**What you will do**
Return every line of the listing below unchanged, but leave the pictures out of your answer.

[start of Dataset entries]

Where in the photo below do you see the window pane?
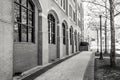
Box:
[14,23,19,42]
[28,11,33,26]
[22,0,26,7]
[22,7,27,24]
[14,4,20,22]
[28,27,32,42]
[15,0,20,3]
[28,2,33,10]
[21,25,27,42]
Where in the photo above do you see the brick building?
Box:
[0,0,84,80]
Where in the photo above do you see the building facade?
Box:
[0,0,84,80]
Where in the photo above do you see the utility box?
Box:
[79,42,89,51]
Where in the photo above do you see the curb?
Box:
[18,52,81,80]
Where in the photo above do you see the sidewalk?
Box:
[31,51,92,80]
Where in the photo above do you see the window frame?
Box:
[14,0,35,43]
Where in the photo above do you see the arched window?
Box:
[70,28,72,45]
[14,0,35,42]
[62,23,66,44]
[48,14,55,44]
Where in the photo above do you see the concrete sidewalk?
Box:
[34,51,93,80]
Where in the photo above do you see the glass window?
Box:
[48,14,55,44]
[62,23,66,44]
[14,0,35,42]
[70,28,72,45]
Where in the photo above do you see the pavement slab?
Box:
[34,51,93,80]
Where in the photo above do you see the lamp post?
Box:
[99,15,103,59]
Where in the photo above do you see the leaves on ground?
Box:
[95,58,120,80]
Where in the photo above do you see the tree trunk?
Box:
[109,0,116,67]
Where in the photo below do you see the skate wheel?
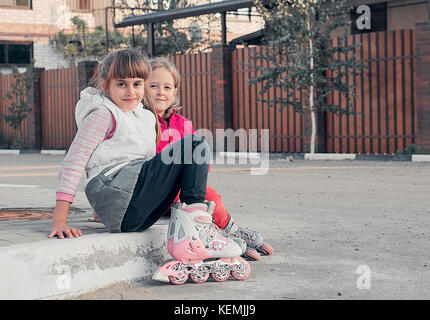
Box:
[190,272,209,283]
[245,249,261,261]
[259,243,275,256]
[169,262,188,285]
[211,270,230,282]
[231,258,251,280]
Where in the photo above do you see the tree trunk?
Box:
[307,21,317,153]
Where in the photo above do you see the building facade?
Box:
[0,0,110,74]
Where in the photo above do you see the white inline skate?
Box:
[152,202,251,284]
[222,217,275,261]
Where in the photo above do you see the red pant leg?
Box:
[205,186,230,229]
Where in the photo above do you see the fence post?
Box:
[416,21,430,154]
[211,45,235,152]
[26,68,45,149]
[78,61,97,92]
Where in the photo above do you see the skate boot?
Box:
[224,217,274,261]
[152,203,251,284]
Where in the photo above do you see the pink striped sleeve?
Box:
[56,106,115,203]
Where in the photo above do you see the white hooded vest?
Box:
[75,87,156,181]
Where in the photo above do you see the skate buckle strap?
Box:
[194,216,212,223]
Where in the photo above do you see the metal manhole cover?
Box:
[0,209,52,221]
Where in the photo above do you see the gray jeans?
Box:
[85,135,210,232]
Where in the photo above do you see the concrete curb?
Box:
[305,153,356,160]
[0,225,170,300]
[40,150,66,156]
[0,149,21,155]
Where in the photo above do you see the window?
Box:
[0,42,33,65]
[351,2,387,34]
[66,0,92,12]
[0,0,31,9]
[78,0,91,11]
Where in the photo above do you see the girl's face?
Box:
[147,68,177,116]
[106,78,145,111]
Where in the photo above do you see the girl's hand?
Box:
[48,223,82,239]
[48,200,82,239]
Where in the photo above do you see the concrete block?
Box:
[0,225,170,299]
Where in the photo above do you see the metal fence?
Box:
[40,67,79,149]
[0,30,417,154]
[327,30,417,154]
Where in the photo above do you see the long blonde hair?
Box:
[91,48,161,144]
[143,57,182,119]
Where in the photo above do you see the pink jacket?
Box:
[156,111,195,153]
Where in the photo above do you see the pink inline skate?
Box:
[152,202,251,284]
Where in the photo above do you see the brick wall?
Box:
[416,21,430,154]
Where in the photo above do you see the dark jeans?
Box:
[121,135,211,232]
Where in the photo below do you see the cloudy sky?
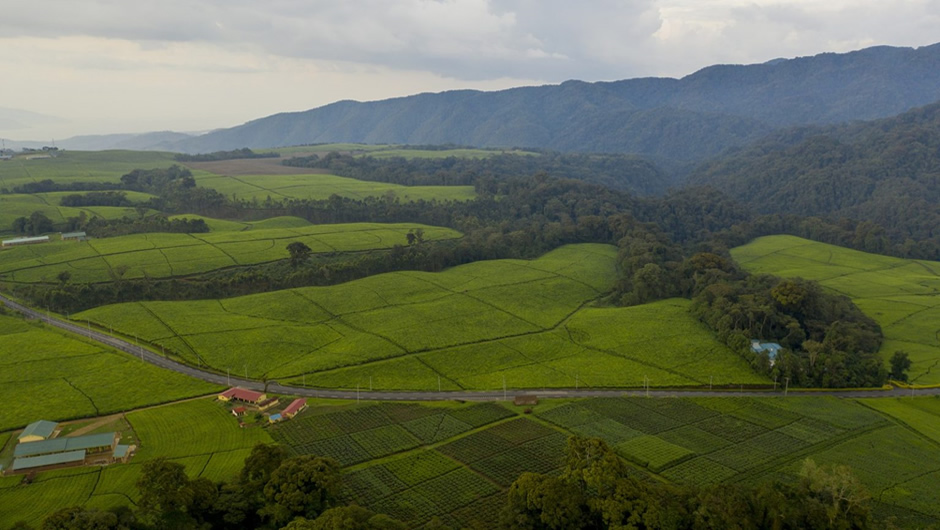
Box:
[0,0,940,140]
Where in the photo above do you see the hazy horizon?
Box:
[0,0,940,142]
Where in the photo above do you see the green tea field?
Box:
[0,216,460,283]
[0,151,174,190]
[76,244,767,390]
[0,315,218,431]
[193,171,476,201]
[0,396,271,528]
[0,397,940,528]
[731,236,940,385]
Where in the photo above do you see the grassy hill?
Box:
[76,244,766,390]
[731,236,940,385]
[0,315,218,432]
[0,216,460,283]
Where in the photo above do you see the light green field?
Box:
[731,236,940,385]
[0,315,218,431]
[76,244,767,390]
[0,188,153,234]
[0,151,175,190]
[0,398,272,528]
[0,220,460,283]
[196,173,476,203]
[0,397,940,528]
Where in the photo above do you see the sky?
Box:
[0,0,940,141]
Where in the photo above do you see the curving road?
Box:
[0,295,940,401]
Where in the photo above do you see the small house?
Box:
[219,387,268,405]
[281,398,307,419]
[16,420,59,443]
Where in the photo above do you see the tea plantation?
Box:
[731,236,940,385]
[75,244,768,390]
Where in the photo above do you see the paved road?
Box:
[0,295,940,401]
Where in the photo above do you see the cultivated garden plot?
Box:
[731,236,940,385]
[0,219,460,283]
[0,315,218,431]
[75,244,768,390]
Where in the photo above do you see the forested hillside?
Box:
[690,104,940,252]
[167,45,940,162]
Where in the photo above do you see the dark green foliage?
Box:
[888,351,911,381]
[692,273,887,388]
[500,438,871,529]
[690,103,940,259]
[262,455,342,524]
[173,147,281,162]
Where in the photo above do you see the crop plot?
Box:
[0,315,218,430]
[0,220,460,283]
[731,236,940,385]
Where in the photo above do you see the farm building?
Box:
[0,236,49,247]
[62,232,88,241]
[281,398,307,419]
[255,398,278,410]
[219,387,268,405]
[10,432,125,473]
[16,420,59,443]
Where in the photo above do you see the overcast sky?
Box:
[0,0,940,140]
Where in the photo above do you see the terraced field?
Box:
[0,315,218,432]
[0,217,460,283]
[731,236,940,385]
[0,397,940,528]
[76,244,766,390]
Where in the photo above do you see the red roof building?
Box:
[281,398,307,418]
[219,387,267,403]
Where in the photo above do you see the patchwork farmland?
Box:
[0,397,940,528]
[731,236,940,385]
[0,216,460,283]
[75,244,768,390]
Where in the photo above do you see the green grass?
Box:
[76,243,766,390]
[196,173,476,202]
[0,315,218,430]
[862,396,940,444]
[0,397,940,527]
[0,151,175,190]
[0,221,460,283]
[731,236,940,385]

[end of Dataset entries]

**Completed task**
Where in the photo below do you see the window pane?
Box:
[14,23,19,42]
[28,11,33,26]
[22,0,26,7]
[22,7,27,24]
[14,4,20,22]
[28,27,32,42]
[15,0,20,3]
[28,2,33,10]
[21,25,27,42]
Where in the photo above do you see the brick building?
Box:
[0,0,84,80]
Where in the photo above do you see the building facade?
Box:
[0,0,84,80]
Where in the photo above do you see the utility box?
Box:
[79,42,89,51]
Where in the photo above do you see the curb?
Box:
[18,52,81,80]
Where in the photo above do you see the sidewalk?
Box:
[31,51,92,80]
Where in the photo above do you see the window frame?
Box:
[14,0,35,43]
Where in the photo above do you see the arched window?
Box:
[70,28,72,45]
[14,0,35,42]
[62,23,66,44]
[48,14,55,44]
Where in the photo above do you see the concrete sidewalk?
Box:
[34,51,93,80]
Where in the photo above do you see the glass window?
Box:
[48,14,55,44]
[62,23,66,44]
[14,0,35,42]
[70,28,72,45]
Where in the photo above do you see the pavement slab?
Box:
[34,51,93,80]
Where in the photo above do you see the lamp post?
Box:
[99,15,103,59]
Where in the photo above do you see the leaves on ground?
Box:
[95,58,120,80]
Where in the photo above do you see the tree trunk?
Box:
[109,0,116,67]
Where in the photo below do you see the skate wheel?
Box:
[190,272,209,283]
[245,249,261,261]
[259,243,275,256]
[169,262,188,285]
[211,270,230,282]
[231,258,251,280]
Where in the photo above do you see the tree trunk?
Box:
[307,21,317,153]
Where in the photo above do you see the building facade?
Box:
[0,0,110,74]
Where in the photo above do you see the white inline skate?
Box:
[152,202,251,284]
[222,217,275,261]
Where in the photo above do you see the red pant leg?
Box:
[205,186,230,229]
Where in the photo above do you see the fence post?
Box:
[416,21,430,154]
[211,45,235,152]
[26,68,45,149]
[78,61,97,92]
Where in the photo above do you see the skate boot?
Box:
[224,217,274,261]
[152,203,251,284]
Where in the photo above do you see the pink striped sleeve?
Box:
[56,106,115,203]
Where in the photo above do you see the white hooded vest?
Box:
[75,87,156,181]
Where in the photo above do you see the skate buckle strap?
Box:
[194,216,212,223]
Where in the photo above do you see the metal manhole cover?
Box:
[0,209,52,221]
Where in the photo above do you see the gray jeans?
Box:
[85,135,210,232]
Where in the photo above do you see the concrete curb?
Box:
[305,153,356,160]
[0,225,170,300]
[40,150,66,156]
[0,149,21,155]
Where in the photo above do you see the window?
Box:
[0,42,33,65]
[351,2,387,34]
[66,0,92,12]
[0,0,31,9]
[78,0,91,11]
Where in the photo above do you see the girl's face?
Box:
[147,68,177,116]
[106,78,145,111]
Where in the photo above do you see the girl's hand?
Box:
[48,223,82,239]
[48,200,82,239]
Where in the photo above do you see the concrete block?
Box:
[0,225,170,299]
Where in the photo above do you see the metal fence?
Box:
[40,67,79,149]
[0,30,417,154]
[327,30,417,154]
Where in the photo above do you see the long blonde hair?
Box:
[91,48,161,144]
[143,57,182,119]
Where in the photo above do you see the pink jacket?
Box:
[156,111,195,153]
Where in the photo above do you see the pink inline skate?
Box:
[152,202,251,284]
Where in the photo above do you see the brick wall?
Box:
[416,21,430,154]
Where in the photo above do you see the dark jeans?
Box:
[121,135,211,232]
Where in the photo below do you see the cloudy sky?
Box:
[0,0,940,140]
Where in the photo above do you see the hazy horizon?
Box:
[0,0,940,142]
Where in the photo above do you see the green tea field?
Box:
[0,216,460,283]
[0,151,174,190]
[76,244,767,390]
[0,315,218,431]
[193,171,476,201]
[0,396,271,528]
[0,397,940,528]
[731,236,940,385]
Where in the photo above do you see the grassy hill?
Box:
[76,244,766,390]
[731,236,940,385]
[0,315,218,432]
[0,216,460,283]
Where in the photo above do you see the light green field?
Box:
[731,236,940,385]
[0,315,218,431]
[76,244,767,390]
[0,188,153,234]
[0,151,175,190]
[0,398,272,528]
[0,220,460,283]
[196,173,476,203]
[0,397,940,528]
Where in the photo above do you see the sky?
Box:
[0,0,940,141]
Where in the photo above do you see the curving road?
Box:
[0,295,940,401]
Where in the photo above do you see the small house?
Box:
[219,387,268,405]
[281,398,307,419]
[16,420,59,443]
Where in the photo above do you see the tea plantation?
Box:
[731,236,940,385]
[75,244,768,390]
Where in the photo above do you see the paved road?
Box:
[0,295,940,401]
Where in the photo above do you see the cultivated garden plot?
Box:
[731,236,940,385]
[0,219,460,283]
[0,315,218,431]
[75,244,768,390]
Where in the photo above do you see the forested hillside?
Box:
[690,104,940,252]
[167,45,940,162]
Where in the photo above do you see the dark green foliage?
Box:
[888,351,911,381]
[692,273,887,388]
[500,438,871,529]
[690,103,940,259]
[262,455,342,524]
[173,147,281,162]
Where in the photo above do you see the crop plot?
Box:
[0,315,218,430]
[0,220,460,283]
[731,236,940,385]
Where in the photo above do you see the farm building?
Box:
[0,236,49,247]
[62,232,88,241]
[281,398,307,419]
[255,398,278,410]
[219,387,268,405]
[10,432,125,473]
[16,420,59,443]
Where in the photo above do you see the overcast sky?
Box:
[0,0,940,140]
Where in the photo above do you see the terraced field?
Box:
[0,315,218,432]
[0,217,460,283]
[731,236,940,385]
[0,397,940,528]
[76,244,766,390]
Where in the photo above do you see the red roof building?
Box:
[281,398,307,418]
[219,387,267,403]
Where in the photo above do you see the patchwork farmland?
Box:
[0,397,940,528]
[731,236,940,385]
[0,216,460,283]
[75,244,768,390]
Where in the photo above do you see the green grass?
Box:
[76,243,766,390]
[196,173,476,202]
[0,315,218,430]
[862,396,940,444]
[0,397,940,527]
[0,151,175,190]
[0,221,460,283]
[731,236,940,385]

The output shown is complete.